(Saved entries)
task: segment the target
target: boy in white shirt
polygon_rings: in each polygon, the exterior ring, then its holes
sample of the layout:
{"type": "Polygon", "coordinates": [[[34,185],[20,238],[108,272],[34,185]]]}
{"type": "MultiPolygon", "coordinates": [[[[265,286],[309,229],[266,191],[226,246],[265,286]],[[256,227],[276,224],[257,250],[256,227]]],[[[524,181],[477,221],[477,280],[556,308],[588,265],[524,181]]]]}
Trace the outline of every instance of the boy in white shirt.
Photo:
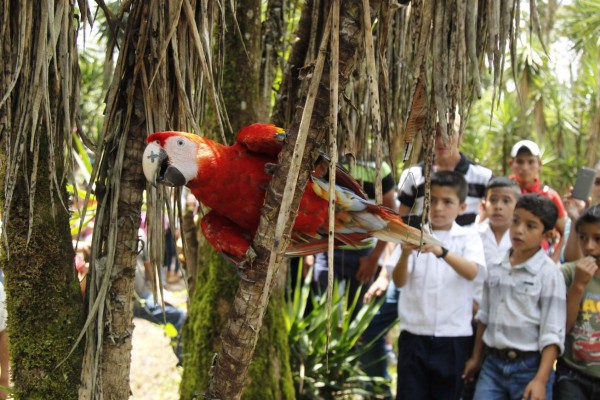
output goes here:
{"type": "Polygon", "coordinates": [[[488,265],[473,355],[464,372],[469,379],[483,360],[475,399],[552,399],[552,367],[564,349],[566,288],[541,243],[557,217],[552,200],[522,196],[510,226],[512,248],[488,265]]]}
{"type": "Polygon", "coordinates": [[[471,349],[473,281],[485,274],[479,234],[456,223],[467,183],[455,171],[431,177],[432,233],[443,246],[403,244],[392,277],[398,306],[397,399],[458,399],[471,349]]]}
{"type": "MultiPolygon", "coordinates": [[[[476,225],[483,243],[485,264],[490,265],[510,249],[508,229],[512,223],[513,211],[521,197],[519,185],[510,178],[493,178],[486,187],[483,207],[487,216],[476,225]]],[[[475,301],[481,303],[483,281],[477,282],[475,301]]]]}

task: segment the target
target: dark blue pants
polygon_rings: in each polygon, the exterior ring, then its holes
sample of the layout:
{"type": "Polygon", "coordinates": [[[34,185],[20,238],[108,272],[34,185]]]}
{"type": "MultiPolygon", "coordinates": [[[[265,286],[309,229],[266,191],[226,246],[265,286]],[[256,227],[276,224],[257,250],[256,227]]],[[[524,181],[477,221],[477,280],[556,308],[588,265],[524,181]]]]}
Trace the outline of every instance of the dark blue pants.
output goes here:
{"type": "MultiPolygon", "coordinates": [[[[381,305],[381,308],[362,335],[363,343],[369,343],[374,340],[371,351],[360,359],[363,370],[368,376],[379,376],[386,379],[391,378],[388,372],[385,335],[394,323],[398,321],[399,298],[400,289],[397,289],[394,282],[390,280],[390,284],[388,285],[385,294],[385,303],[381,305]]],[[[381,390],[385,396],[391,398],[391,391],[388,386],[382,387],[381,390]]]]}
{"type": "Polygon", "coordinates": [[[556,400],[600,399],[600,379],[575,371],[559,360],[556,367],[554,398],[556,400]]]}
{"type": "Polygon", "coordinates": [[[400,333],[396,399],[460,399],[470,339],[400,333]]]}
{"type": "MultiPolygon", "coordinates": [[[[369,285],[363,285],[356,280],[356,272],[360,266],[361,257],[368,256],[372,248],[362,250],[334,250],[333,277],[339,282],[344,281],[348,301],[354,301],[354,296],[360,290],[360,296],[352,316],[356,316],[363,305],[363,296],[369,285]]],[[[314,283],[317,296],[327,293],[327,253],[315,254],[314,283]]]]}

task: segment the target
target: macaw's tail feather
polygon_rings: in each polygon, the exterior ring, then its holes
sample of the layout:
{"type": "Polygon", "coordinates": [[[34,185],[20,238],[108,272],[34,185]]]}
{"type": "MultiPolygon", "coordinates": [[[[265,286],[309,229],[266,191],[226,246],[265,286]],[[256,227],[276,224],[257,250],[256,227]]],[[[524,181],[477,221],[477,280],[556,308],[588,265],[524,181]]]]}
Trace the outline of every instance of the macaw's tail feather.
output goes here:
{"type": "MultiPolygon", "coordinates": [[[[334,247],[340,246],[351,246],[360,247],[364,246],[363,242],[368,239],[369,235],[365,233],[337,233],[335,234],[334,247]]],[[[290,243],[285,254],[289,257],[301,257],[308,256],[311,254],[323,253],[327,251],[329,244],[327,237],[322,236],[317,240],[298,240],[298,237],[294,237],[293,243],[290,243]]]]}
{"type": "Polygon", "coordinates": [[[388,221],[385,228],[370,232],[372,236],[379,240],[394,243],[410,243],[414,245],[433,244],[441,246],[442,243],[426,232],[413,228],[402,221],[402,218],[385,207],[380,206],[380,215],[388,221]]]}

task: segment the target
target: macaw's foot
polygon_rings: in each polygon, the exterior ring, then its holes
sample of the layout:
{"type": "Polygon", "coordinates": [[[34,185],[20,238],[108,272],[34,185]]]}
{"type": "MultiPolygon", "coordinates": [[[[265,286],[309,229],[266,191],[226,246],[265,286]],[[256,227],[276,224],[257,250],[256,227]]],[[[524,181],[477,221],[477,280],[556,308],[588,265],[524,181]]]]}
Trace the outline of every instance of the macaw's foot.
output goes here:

Problem to work on ▸
Each record above should be retyped exactly, with no pictures carried over.

Reply to the exercise ▸
task: segment the target
target: boy in white shirt
polygon_rings: in each polygon, the exterior ring, then its holes
sample of the layout:
{"type": "Polygon", "coordinates": [[[34,185],[20,238],[108,272],[34,185]]]}
{"type": "MultiPolygon", "coordinates": [[[[265,286],[309,229],[266,191],[226,246],[265,286]],[[256,227],[276,224],[257,250],[256,227]]],[[[524,181],[477,221],[477,280],[556,308],[588,265],[524,181]]]]}
Trace the outline of every instance of the boy in white shirt.
Photo:
output goes here:
{"type": "Polygon", "coordinates": [[[488,265],[473,355],[464,372],[469,379],[483,360],[475,399],[552,399],[552,367],[564,349],[566,288],[541,243],[557,217],[552,200],[522,196],[510,226],[512,248],[488,265]]]}
{"type": "Polygon", "coordinates": [[[471,349],[473,281],[485,274],[479,234],[456,223],[467,183],[455,171],[431,177],[432,233],[443,246],[403,244],[392,277],[398,306],[397,399],[458,399],[471,349]]]}
{"type": "MultiPolygon", "coordinates": [[[[476,225],[483,243],[485,264],[490,265],[510,249],[508,229],[512,223],[513,211],[521,197],[519,185],[510,178],[493,178],[486,187],[483,207],[487,216],[476,225]]],[[[475,301],[481,303],[483,281],[477,282],[475,301]]]]}

task: segment the target
target: dark blue pants
polygon_rings: in each polygon, the exterior ring, then its holes
sample of the layout:
{"type": "Polygon", "coordinates": [[[34,185],[20,238],[108,272],[34,185]]]}
{"type": "MultiPolygon", "coordinates": [[[[265,286],[309,229],[266,191],[226,246],[265,286]],[[256,227],[276,224],[257,250],[256,227]]],[[[524,181],[477,221],[477,280],[556,308],[588,265],[524,181]]]]}
Trace the outline of every instance of the dark blue pants.
output goes here:
{"type": "MultiPolygon", "coordinates": [[[[381,305],[381,308],[362,335],[363,343],[369,343],[374,340],[371,351],[360,359],[363,370],[368,376],[379,376],[386,379],[391,378],[388,372],[385,335],[394,323],[398,321],[399,298],[400,289],[397,289],[394,282],[390,280],[390,284],[388,285],[385,294],[385,303],[381,305]]],[[[381,390],[385,396],[391,398],[391,391],[388,386],[382,387],[381,390]]]]}
{"type": "Polygon", "coordinates": [[[556,400],[600,399],[600,379],[575,371],[559,360],[556,367],[554,398],[556,400]]]}
{"type": "Polygon", "coordinates": [[[400,333],[396,399],[460,399],[470,339],[400,333]]]}
{"type": "MultiPolygon", "coordinates": [[[[369,285],[363,285],[356,280],[356,272],[360,266],[361,257],[368,256],[372,248],[362,250],[334,250],[333,277],[339,282],[344,281],[348,301],[354,301],[354,296],[360,290],[360,296],[352,316],[356,316],[363,305],[363,296],[369,285]]],[[[314,283],[317,296],[327,293],[327,253],[315,254],[314,283]]]]}

task: segment the target
target: macaw's tail feather
polygon_rings: in each polygon, the exterior ring, then its holes
sample of the layout:
{"type": "Polygon", "coordinates": [[[34,185],[20,238],[108,272],[34,185]]]}
{"type": "MultiPolygon", "coordinates": [[[[265,286],[309,229],[266,191],[226,246],[265,286]],[[256,227],[276,224],[257,250],[256,227]]],[[[524,181],[477,221],[477,280],[556,308],[588,265],[524,181]]]]}
Trace the outline of every instance of the macaw's tail feather.
output goes here:
{"type": "MultiPolygon", "coordinates": [[[[334,247],[340,246],[351,246],[360,247],[364,246],[363,242],[368,239],[369,235],[365,233],[337,233],[335,234],[334,247]]],[[[290,243],[285,254],[289,257],[301,257],[308,256],[311,254],[323,253],[327,251],[329,244],[327,237],[322,236],[317,240],[298,240],[298,237],[294,237],[293,243],[290,243]]]]}
{"type": "Polygon", "coordinates": [[[388,221],[385,228],[370,232],[372,236],[379,240],[394,243],[410,243],[414,245],[433,244],[441,246],[442,243],[426,232],[413,228],[402,221],[402,218],[385,207],[380,206],[380,215],[388,221]]]}

task: segment the target
target: macaw's foot
polygon_rings: in each polygon, the exterior ring, then its holes
sample of the layout:
{"type": "Polygon", "coordinates": [[[34,185],[20,238],[108,272],[34,185]]]}
{"type": "MultiPolygon", "coordinates": [[[[265,286],[309,229],[266,191],[226,246],[265,286]],[[256,227],[276,224],[257,250],[256,227]]],[[[524,181],[477,221],[477,280],[556,308],[588,265],[524,181]]]]}
Trace the outline of every instance of the macaw's foot.
output goes here:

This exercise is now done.